BLI: Beleggingsstrategie 2020

BLI: Beleggingsstrategie 2020

Equity
Outlook vooruitzicht (10) aan het roer.jpg

Door Guy Wagner, Managing Director bij Banque de Luxembourg Investments

Nadat de voornaamste beleggingscategorieën in 2017 aanzienlijk waren gestegen en in 2018 weer waren teruggevallen, deden ze het in 2019 opnieuw heel goed. Ondanks de aanhoudende spanningen tussen China en de VS, de onzekerheid rond de brexit, de vertraging van de wereldwijde groei, de daling van de economische indicatoren van de verwerkende industrie en de zwakke of zelfs negatieve winstgroei, hebben de beurzen hun beste prestatie van het decennium neergezet. Zo steeg de MSCI World-index uitgedrukt in euro met meer dan 26%. Terwijl de aandelenmarkten in 2018 terugvielen door een daling van de waarderingsratio's, zijn ze vorig jaar door een stijging van die ratio's weer opgeveerd. In beide gevallen was het monetaire beleid van de Amerikaanse Federal Reserve de doorslaggevende factor. Nadat de Federal Reserve haar monetaire beleid in 2015 was beginnen te verstrakken en de basisrente in 2018 vier keer had verhoogd, gooide ze het roer vorig jaar om en verlaagde ze de rente drie keer.

Die ommezwaai van de Amerikaanse centrale bank was op de financiële markten ontegensprekelijk het opvallendste feit van 2019. De economische situatie in de Verenigde Staten rechtvaardigde die beleidsversoepeling nochtans niet. De Amerikaanse economie beleeft namelijk haar langste groeicyclus sinds de Tweede Wereldoorlog, terwijl de werkloosheid op het laagste peil in vijftig jaar staat en de – weliswaar nog altijd gematigde – inflatie licht is gestegen. Dat de Federal Reserve haar monetaire beleid toch versoepeld heeft, heeft te maken met de daling van de aandelenmarkten in het vierde kwartaal van 2018. Vóór die koerswijziging wisten beleggers niet goed wat ze onder Jerome Powell van de Federal Reserve konden verwachten. Intussen weten ze dat de Amerikaanse centrale bank zich net als onder Janet Yellen voor haar monetaire beleid zal blijven laten leiden door de financiële markten.

--------------------

* [OPDRACHTDOEL]:
Kun je de tekst over de beleggingsstrategie voor 2020 uitbreiden door verder te schrijven vanaf de laatste zin? De lijst hieronder komt uit een andere bron dan de tekst.

* [GEËXTRAHEERDE GEGEVENS]:
--------------------

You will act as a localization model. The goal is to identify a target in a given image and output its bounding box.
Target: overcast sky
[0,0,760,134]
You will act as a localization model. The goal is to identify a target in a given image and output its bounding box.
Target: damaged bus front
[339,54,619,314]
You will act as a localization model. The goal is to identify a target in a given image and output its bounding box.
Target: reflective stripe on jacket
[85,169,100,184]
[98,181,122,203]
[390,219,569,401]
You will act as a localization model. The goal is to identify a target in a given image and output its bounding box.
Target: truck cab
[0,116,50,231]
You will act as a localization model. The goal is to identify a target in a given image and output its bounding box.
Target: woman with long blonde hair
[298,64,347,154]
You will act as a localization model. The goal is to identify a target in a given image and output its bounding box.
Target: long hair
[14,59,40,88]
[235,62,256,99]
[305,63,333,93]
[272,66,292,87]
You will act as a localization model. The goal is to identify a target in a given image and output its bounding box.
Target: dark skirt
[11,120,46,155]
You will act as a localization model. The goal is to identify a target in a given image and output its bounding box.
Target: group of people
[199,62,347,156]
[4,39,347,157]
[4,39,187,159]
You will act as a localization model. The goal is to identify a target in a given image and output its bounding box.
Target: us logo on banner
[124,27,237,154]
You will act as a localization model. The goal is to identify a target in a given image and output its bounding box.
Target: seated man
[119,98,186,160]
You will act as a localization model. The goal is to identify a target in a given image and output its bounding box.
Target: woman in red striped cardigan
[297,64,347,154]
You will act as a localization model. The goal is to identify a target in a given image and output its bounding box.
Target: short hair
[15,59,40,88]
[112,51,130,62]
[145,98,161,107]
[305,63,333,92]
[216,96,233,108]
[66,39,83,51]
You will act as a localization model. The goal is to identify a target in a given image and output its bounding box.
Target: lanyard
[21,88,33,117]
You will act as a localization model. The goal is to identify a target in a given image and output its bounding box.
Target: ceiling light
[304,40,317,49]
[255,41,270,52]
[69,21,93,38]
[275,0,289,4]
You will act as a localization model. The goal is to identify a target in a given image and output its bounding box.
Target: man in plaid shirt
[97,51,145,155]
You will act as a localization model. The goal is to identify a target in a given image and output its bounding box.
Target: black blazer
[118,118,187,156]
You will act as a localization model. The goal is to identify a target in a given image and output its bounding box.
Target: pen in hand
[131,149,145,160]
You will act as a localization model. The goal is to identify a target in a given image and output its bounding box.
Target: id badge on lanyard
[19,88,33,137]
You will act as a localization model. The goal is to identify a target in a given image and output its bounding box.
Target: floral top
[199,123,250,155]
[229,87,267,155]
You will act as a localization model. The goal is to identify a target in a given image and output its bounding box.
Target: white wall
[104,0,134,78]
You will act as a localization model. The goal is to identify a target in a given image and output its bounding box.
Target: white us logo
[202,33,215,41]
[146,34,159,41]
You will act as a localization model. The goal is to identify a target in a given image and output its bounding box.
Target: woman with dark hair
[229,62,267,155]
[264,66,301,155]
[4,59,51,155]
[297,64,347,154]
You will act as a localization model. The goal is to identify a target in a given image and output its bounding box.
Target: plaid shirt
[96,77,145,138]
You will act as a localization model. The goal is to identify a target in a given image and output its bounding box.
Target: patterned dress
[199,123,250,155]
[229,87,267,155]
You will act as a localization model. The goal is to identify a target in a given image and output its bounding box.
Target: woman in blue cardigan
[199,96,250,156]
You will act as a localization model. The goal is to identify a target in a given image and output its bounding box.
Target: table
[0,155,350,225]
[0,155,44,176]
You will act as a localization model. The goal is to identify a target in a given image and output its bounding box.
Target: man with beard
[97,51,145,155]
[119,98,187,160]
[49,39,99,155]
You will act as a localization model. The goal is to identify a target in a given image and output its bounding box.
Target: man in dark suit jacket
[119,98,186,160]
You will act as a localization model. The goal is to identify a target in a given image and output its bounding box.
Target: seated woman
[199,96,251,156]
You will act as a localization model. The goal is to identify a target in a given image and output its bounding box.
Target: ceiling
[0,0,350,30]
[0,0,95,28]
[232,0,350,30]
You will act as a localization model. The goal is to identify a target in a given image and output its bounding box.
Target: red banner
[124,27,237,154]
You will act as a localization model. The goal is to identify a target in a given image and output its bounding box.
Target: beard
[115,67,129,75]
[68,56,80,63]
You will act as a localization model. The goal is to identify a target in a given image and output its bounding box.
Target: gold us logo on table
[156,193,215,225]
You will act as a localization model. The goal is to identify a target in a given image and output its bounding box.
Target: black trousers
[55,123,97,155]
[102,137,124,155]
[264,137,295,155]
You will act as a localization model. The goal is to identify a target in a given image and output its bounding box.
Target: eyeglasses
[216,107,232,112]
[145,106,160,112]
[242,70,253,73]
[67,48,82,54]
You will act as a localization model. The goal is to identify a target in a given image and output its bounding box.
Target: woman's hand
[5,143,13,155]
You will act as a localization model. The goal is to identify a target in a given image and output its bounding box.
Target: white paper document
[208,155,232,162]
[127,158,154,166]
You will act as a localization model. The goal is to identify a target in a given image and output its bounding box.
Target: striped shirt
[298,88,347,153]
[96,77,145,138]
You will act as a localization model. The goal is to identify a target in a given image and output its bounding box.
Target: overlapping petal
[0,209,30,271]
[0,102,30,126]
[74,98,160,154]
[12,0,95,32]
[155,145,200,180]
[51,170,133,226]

--------------------

* [ALS ANTWOORD]:
De Europese Centrale Bank volgde natuurlijk al snel het voorbeeld van de Federal Reserve en ging nog een stap verder in haar absurde negatieverentebeleid. Een belegger die na een ruimtereis van tien jaar bij zijn terugkeer verneemt dat de basisrente van de Europese Centrale Bank negatief is, zou waarschijnlijk denken dat de economie van de eurozone een diepe economische depressie doormaakt die ten minste even erg is als die van de jaren 1930. Maar hoewel de economie van de eurozone in de laatste tien jaar zeker niet spectaculair is gegroeid, is ze er wel op vooruitgegaan en is de werkloosheid zelfs gedaald. Toch houden de centrale banken vast aan een bizarre logica. Ze blijven een extreem monetair beleid voeren dat niet langer gerechtvaardigd wordt door de stand van de economie en vooral lijkt te worden beïnvloed door de ontwikkeling van de risicovolle beleggingscategorieën. Op lange termijn zouden de gevolgen bijzonder negatief kunnen zijn. Door het beleid wordt het voor bedrijven namelijk minder interessant om te investeren in productiecapaciteit en kunnen bedrijven die eigenlijk failliet zouden moeten gaan toch overeind blijven, wat de economische dynamiek geleidelijk ondergraaft. Anderzijds leidt de aanpak van de centrale bank tot een moreel risico (moral hazard) en moedigt het buitensporige risico's aan.

Hoewel het monetaire beleid van de centrale banken vanuit economisch oogpunt contraproductief is, is het op korte termijn geruststellend voor beleggers. Aangezien de monetaire autoriteiten duidelijk hebben aangegeven dat ze enige tijd een hogere inflatie zullen tolereren alvorens hun beleid aan te scherpen, is een renteverhoging van de voornaamste centrale banken in 2020 in principe uitgesloten. Dat zou de financiële markten verder kunnen doen opveren of op zijn minst op het huidige peil moeten helpen houden, tenzij de wereldwijde conjunctuur er zo sterk op achteruitgaat dat de bedrijfsresultaten onder druk komen. Dat sombere scenario is echter weinig waarschijnlijk, aangezien de handelsspanningen tussen de Verenigde Staten en China afnemen, het monetaire beleid soepel is en overheden de begrotingsteugels geleidelijk beginnen te vieren.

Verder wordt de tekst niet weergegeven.